(Segmentation mask data)
________________________

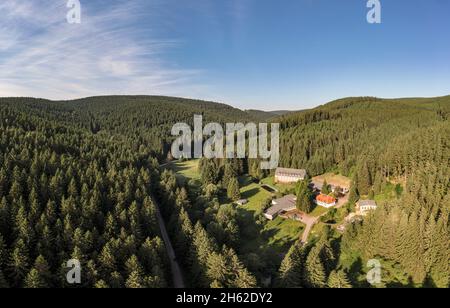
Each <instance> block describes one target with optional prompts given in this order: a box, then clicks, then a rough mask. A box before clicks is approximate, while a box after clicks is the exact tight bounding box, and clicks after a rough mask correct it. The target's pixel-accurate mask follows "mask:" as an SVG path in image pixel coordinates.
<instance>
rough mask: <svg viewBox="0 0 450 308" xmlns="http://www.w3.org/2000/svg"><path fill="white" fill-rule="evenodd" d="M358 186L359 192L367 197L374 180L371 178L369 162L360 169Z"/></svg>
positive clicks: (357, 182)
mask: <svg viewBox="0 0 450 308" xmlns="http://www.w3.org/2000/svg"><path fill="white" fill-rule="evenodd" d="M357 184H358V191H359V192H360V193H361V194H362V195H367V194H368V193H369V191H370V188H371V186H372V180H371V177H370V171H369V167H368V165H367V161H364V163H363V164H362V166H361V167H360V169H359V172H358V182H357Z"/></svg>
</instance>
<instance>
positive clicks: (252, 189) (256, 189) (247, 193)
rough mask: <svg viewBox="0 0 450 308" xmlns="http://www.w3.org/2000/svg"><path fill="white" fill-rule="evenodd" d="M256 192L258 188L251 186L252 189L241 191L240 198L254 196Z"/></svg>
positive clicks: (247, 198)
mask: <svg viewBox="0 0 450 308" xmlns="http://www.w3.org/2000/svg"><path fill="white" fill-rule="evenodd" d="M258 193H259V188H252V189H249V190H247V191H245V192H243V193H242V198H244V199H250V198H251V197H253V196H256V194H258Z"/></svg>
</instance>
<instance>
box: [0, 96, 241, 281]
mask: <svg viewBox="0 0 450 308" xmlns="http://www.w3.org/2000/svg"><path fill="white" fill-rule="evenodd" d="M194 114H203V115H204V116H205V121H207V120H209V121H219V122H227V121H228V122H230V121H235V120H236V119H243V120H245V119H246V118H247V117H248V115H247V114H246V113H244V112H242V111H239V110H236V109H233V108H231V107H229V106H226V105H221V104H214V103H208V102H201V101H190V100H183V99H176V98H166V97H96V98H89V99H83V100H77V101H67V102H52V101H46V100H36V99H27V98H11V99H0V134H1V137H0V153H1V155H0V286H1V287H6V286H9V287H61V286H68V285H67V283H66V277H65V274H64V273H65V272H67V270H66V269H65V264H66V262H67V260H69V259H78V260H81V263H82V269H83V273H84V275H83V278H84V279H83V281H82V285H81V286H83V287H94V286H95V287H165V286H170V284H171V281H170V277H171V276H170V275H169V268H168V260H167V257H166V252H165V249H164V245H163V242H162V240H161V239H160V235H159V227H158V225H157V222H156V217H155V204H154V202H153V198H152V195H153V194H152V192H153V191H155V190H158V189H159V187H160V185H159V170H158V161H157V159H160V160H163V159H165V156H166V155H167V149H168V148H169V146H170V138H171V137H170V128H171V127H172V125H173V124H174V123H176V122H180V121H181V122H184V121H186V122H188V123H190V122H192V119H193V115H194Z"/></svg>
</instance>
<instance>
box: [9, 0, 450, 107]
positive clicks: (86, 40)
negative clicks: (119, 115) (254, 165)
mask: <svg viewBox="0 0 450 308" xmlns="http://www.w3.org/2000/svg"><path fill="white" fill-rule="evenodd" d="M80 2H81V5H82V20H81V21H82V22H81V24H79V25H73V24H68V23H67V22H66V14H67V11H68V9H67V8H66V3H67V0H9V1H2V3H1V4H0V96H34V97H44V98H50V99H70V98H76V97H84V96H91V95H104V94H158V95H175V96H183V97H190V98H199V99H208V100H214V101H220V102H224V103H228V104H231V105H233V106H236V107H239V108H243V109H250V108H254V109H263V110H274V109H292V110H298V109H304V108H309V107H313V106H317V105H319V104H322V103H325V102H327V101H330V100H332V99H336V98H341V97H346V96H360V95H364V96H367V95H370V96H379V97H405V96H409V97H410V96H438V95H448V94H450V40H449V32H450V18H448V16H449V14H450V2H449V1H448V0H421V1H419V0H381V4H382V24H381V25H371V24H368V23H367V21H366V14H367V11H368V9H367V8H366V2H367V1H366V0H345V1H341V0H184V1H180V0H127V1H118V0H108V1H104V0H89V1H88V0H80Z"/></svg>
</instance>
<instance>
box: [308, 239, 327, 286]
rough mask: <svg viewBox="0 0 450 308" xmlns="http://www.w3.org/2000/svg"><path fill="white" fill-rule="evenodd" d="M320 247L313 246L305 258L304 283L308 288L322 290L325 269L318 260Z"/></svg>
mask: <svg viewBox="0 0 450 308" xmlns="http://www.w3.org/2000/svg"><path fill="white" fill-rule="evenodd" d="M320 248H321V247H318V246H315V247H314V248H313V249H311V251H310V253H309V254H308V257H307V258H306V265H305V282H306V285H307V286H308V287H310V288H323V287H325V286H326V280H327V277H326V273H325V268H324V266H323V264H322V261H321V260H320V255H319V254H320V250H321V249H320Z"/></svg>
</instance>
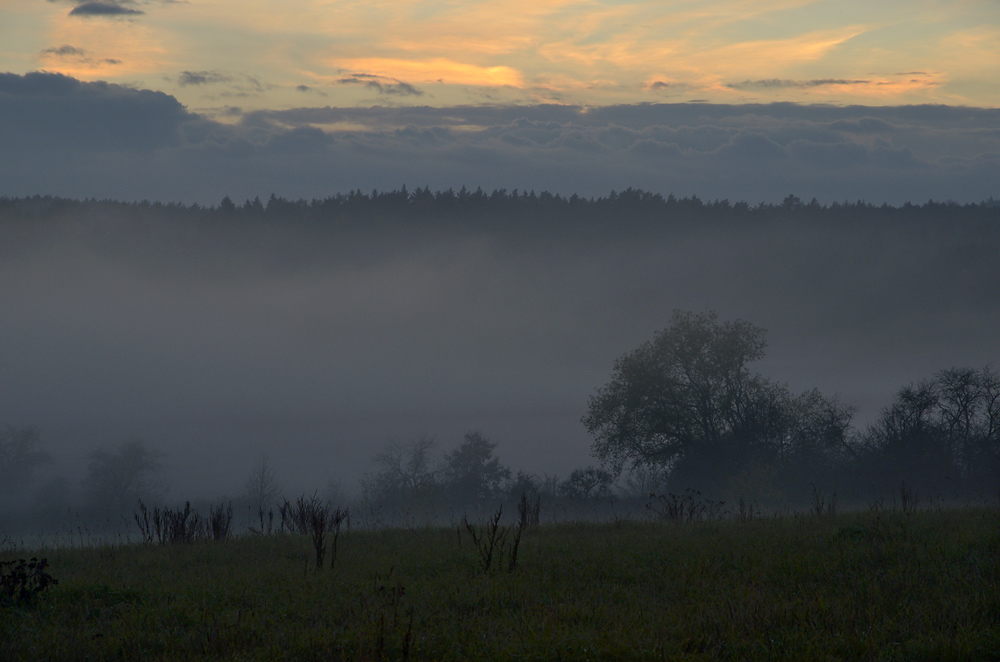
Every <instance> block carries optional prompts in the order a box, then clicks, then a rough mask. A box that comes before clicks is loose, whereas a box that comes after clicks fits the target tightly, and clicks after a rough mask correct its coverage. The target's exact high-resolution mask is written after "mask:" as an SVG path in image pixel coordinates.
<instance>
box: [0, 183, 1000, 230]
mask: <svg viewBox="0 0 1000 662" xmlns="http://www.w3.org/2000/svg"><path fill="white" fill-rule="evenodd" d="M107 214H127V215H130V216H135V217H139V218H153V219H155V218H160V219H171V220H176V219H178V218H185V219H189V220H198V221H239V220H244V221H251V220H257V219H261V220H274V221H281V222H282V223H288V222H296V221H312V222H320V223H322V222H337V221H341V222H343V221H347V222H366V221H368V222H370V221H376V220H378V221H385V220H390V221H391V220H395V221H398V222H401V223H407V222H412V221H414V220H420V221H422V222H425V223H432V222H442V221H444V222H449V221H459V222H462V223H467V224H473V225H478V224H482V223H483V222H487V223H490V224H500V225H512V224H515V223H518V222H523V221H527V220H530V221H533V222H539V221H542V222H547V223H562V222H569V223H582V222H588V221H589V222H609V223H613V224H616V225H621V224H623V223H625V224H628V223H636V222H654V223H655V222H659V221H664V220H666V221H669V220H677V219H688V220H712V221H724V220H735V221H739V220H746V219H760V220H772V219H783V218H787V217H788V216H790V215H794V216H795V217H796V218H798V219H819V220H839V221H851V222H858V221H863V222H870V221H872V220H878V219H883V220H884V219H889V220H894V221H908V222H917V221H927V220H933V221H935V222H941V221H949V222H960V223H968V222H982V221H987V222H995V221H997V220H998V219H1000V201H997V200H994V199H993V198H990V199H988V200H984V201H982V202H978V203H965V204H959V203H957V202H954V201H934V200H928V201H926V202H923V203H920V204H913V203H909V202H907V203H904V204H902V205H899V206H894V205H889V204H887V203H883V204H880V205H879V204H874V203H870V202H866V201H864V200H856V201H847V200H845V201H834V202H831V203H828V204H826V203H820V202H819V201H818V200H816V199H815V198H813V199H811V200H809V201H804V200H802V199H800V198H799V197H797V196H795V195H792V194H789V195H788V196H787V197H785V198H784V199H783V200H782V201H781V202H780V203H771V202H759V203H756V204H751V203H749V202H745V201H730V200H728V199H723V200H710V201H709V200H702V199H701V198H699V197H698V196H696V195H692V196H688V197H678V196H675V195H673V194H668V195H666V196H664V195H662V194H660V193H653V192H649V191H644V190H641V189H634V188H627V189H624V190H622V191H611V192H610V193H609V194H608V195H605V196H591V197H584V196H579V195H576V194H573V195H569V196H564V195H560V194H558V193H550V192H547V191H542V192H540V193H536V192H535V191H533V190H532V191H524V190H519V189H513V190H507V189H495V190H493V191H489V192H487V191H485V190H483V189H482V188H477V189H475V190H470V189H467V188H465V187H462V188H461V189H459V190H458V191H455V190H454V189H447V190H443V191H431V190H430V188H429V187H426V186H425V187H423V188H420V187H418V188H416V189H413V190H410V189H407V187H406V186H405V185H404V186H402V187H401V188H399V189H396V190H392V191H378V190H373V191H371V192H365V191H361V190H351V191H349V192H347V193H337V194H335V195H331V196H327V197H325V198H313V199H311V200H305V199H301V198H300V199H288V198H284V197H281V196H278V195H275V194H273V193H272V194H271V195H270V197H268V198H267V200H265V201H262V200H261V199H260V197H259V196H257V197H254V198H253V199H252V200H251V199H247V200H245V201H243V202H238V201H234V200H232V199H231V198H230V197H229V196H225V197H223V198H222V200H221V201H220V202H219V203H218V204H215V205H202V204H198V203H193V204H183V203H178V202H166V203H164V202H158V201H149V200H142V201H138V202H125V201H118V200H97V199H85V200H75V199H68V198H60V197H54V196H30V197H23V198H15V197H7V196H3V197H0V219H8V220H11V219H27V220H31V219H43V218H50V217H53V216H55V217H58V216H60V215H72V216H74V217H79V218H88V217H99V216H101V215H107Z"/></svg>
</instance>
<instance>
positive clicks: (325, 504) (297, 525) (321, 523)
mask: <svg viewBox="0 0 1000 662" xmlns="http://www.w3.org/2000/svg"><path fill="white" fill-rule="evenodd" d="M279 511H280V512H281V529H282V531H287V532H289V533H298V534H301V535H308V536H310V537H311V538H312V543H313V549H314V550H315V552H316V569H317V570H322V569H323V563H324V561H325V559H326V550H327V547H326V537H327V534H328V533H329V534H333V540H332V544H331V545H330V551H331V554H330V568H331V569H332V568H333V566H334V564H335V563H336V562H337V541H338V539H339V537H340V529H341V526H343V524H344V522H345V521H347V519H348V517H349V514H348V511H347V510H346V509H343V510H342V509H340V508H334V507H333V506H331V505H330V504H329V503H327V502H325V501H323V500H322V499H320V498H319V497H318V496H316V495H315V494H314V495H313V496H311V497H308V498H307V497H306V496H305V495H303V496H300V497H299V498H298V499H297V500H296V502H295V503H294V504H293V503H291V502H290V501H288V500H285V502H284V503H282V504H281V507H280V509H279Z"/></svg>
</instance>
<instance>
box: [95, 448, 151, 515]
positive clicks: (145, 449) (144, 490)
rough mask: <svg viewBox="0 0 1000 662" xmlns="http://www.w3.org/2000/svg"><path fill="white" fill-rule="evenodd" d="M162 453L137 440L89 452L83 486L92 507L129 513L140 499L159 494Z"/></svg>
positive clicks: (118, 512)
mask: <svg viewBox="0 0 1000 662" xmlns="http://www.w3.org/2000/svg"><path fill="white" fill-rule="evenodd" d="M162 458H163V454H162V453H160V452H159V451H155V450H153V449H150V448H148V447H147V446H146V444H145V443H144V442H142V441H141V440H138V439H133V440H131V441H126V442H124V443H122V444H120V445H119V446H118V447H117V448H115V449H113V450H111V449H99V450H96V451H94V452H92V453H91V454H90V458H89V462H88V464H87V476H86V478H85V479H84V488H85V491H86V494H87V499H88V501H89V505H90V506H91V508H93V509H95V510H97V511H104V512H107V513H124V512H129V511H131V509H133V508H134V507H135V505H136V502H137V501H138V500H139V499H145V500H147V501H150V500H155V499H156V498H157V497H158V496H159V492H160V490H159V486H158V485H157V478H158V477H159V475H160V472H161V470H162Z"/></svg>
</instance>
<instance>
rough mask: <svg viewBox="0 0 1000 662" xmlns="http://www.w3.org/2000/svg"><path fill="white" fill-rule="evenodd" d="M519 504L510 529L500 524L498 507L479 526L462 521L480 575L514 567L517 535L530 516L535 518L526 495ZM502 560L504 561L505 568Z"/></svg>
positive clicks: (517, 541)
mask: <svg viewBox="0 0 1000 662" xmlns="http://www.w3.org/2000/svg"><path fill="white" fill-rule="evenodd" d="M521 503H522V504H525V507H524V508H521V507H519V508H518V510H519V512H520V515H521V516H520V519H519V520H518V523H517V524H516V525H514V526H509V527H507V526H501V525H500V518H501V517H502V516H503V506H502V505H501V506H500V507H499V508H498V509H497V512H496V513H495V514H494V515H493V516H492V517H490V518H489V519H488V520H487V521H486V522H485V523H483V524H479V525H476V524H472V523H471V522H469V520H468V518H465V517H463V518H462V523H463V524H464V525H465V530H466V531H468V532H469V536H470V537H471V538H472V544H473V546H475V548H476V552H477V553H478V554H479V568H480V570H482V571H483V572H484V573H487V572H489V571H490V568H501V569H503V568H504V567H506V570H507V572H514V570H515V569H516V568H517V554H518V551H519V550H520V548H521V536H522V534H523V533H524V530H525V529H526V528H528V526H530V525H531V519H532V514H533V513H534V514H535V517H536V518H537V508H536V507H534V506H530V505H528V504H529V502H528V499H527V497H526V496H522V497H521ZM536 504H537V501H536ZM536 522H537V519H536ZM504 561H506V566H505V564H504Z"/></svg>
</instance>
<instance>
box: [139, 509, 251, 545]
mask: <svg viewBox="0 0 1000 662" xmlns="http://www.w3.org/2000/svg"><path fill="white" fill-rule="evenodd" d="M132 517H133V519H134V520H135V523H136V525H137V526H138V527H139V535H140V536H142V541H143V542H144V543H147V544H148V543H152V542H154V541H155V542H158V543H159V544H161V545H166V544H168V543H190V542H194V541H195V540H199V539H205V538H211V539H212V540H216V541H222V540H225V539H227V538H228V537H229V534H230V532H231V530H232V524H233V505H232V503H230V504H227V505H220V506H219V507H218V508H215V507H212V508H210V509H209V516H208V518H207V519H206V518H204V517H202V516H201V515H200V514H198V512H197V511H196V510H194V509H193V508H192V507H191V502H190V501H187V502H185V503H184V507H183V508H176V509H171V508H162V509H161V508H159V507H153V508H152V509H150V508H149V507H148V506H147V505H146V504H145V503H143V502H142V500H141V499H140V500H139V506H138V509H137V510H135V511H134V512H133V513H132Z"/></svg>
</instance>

________________________

§ **Directions for this task**
Write out the items above word for word, from their beginning up to and including the line containing "positive clicks: (357, 182)". Omit the pictures from your answer.

§ **Exercise result**
Each <instance> block describes one target with optional prompts given in this order: a box, then clicks, then a rough mask. A box before clicks is approximate, while a box after clicks is the exact tight bounding box, and clicks after a rough mask correct it. The target's pixel-accurate mask follows "mask:" as an SVG path in image pixel coordinates.
<instance>
rough mask: <svg viewBox="0 0 450 308" xmlns="http://www.w3.org/2000/svg"><path fill="white" fill-rule="evenodd" d="M358 186L359 192L367 197L374 180L371 178L369 162L360 169Z"/></svg>
positive clicks: (357, 182)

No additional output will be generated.